What the exercise asks: Faithfully repeat each entry below, minus the pictures.

Collection entries:
:::::
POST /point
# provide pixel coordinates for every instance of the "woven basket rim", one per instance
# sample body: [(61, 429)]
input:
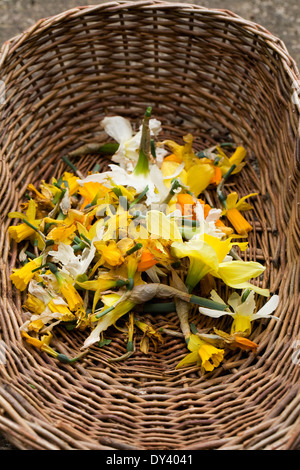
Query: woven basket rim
[(62, 436), (274, 42)]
:::::
Result:
POST /point
# provide pixel coordinates for every instance of the "woven basket rim", one per instance
# sample body: [(61, 429)]
input:
Query: woven basket rim
[(62, 436), (274, 42)]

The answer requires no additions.